(SUPPLIED RECORDS):

※ ※ ※

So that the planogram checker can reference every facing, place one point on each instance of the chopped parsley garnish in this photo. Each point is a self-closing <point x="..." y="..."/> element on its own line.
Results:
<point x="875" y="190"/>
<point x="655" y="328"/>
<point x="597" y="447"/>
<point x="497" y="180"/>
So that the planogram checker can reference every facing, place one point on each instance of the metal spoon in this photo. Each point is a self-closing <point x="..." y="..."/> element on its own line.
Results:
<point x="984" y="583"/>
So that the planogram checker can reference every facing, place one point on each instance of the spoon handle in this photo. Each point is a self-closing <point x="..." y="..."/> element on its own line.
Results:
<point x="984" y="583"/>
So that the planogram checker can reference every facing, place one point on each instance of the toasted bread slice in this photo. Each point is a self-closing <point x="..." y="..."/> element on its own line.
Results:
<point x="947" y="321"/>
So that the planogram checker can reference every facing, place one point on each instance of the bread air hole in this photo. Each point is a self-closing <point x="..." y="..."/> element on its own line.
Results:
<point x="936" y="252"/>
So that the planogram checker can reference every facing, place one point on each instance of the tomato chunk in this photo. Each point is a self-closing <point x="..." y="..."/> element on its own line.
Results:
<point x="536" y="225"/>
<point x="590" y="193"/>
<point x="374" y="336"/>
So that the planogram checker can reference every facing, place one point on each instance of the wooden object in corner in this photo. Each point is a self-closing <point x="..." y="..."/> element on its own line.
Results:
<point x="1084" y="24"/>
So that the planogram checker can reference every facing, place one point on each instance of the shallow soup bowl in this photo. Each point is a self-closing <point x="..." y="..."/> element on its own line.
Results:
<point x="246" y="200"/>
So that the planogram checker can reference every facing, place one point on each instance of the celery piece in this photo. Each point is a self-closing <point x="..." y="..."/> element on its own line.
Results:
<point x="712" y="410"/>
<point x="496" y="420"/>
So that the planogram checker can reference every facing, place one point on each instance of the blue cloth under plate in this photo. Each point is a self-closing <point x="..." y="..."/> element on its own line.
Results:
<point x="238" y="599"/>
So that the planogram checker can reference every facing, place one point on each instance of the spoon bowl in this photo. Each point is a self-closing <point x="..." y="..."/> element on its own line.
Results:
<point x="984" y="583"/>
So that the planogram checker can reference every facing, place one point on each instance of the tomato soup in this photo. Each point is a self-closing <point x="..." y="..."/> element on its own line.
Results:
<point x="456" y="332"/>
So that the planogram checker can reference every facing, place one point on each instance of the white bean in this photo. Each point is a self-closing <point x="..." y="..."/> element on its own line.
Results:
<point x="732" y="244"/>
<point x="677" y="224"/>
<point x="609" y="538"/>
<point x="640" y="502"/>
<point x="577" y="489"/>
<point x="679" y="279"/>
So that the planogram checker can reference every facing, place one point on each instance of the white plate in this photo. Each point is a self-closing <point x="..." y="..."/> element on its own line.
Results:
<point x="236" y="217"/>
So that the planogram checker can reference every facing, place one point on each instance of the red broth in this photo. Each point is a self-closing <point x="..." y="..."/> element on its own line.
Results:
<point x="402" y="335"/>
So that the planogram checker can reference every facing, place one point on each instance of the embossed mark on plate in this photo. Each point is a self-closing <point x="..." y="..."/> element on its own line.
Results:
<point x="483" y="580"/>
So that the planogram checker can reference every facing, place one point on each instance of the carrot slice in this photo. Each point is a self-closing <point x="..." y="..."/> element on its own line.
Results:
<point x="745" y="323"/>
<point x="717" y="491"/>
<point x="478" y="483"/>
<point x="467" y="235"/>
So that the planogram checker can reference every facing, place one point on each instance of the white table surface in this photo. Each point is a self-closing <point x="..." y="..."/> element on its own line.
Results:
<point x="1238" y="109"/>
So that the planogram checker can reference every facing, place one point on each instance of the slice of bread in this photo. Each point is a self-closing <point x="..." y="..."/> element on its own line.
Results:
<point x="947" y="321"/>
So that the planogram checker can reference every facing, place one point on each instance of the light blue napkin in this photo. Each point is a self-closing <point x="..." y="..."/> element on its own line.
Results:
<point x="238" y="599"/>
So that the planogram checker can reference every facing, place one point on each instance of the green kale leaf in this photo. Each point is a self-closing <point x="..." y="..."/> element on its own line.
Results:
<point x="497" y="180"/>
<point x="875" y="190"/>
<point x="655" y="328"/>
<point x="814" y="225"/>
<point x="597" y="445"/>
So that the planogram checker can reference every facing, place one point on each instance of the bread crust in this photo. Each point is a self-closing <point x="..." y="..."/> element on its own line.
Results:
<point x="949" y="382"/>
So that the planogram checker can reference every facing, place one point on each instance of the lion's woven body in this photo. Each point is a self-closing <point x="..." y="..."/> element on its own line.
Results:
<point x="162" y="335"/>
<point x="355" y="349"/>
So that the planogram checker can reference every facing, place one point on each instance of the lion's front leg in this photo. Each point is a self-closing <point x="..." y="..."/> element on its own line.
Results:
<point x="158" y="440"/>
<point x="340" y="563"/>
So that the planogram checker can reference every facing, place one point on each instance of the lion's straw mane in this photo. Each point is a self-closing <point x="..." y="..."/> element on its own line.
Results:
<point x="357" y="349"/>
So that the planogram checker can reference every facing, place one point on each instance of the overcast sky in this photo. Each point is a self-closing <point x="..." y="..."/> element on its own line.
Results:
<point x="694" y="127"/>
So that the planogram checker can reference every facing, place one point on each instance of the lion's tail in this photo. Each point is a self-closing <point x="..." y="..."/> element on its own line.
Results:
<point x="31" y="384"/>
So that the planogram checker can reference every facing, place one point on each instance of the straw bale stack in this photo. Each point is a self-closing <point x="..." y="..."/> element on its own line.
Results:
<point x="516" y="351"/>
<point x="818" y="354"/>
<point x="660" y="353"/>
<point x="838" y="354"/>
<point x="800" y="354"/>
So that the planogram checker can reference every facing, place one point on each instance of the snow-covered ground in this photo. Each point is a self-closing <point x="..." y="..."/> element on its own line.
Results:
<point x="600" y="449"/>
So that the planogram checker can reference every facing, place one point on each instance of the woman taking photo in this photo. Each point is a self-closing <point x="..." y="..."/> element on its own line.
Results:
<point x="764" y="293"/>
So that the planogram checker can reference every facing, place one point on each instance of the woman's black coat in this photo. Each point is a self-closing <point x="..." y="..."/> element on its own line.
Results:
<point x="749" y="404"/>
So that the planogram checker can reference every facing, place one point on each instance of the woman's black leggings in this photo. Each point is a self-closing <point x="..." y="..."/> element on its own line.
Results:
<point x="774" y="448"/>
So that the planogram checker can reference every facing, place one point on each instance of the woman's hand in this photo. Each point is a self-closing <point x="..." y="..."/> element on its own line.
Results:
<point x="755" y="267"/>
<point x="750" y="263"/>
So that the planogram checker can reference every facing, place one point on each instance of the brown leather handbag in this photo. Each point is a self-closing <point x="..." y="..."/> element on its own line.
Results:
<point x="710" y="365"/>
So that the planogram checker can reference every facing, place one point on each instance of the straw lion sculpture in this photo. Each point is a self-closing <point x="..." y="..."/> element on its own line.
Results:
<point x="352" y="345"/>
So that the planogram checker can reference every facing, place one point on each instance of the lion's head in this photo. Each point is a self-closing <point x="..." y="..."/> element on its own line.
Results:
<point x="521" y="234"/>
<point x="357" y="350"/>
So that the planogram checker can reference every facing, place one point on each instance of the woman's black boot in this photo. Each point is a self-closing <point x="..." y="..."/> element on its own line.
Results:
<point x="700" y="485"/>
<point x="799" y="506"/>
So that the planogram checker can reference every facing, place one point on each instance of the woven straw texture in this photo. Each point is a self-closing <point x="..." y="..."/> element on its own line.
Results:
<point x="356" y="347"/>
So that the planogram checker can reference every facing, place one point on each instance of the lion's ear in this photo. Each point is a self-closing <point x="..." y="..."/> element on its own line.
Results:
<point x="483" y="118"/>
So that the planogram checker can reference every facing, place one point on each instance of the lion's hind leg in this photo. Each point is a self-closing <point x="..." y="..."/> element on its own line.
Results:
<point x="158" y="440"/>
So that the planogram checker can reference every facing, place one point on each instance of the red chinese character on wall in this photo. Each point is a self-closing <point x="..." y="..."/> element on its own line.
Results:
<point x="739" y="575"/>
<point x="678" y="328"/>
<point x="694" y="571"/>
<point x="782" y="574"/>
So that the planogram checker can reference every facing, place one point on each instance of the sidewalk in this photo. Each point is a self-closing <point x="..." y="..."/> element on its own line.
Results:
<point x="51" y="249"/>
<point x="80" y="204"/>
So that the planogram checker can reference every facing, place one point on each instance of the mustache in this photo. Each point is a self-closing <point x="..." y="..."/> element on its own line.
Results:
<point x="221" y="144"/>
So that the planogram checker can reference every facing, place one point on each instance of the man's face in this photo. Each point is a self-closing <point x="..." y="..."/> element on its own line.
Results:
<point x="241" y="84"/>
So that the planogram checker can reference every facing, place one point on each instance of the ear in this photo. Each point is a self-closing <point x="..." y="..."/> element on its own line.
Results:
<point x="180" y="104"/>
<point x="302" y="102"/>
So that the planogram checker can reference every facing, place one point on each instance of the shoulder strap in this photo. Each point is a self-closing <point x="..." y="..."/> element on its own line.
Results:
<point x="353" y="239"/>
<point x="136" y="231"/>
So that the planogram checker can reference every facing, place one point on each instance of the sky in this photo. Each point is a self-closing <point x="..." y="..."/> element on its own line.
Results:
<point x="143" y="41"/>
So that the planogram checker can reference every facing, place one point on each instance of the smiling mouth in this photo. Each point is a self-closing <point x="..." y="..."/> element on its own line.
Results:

※ ※ ※

(WRITTEN REQUEST): From the line containing "of the mustache" through the final line of the listing above, retype every line exactly; leave out everything else.

(OUTPUT FOR THIS EXERCISE):
So that the planogram checker can reference every facing, place one point on each instance of the mustache in this photo. Each point is a self-closing <point x="..." y="..."/> element on its own line.
Results:
<point x="221" y="144"/>
So that the planogram checker can reference every facing, place one point on each instance of the man's face in this photo. Each point is a self-closing <point x="..." y="..."/> element on its own line.
Results:
<point x="241" y="84"/>
So that the planogram checker can reference every facing, place one point on each instance of the ear in this photo. Each point is a self-closing <point x="..." y="..."/> element on its own line.
Results:
<point x="180" y="104"/>
<point x="302" y="102"/>
So that the planogram checker can reference every facing, place one point on each instance of the shoulder strap in this photo. Each point is a self-closing <point x="..." y="..."/> element on its own line.
Results:
<point x="353" y="239"/>
<point x="136" y="231"/>
So that the planogram checker can reference every facing, place one point on each instance of the sky in this photo. Each point is a self-closing <point x="..." y="..."/> element on its own line.
Results:
<point x="143" y="41"/>
So that the planogram checker can reference every facing, place one point on each instance of the smiling mouth in this photo. Each point is a self-closing <point x="..." y="..."/> element on its own line.
Results:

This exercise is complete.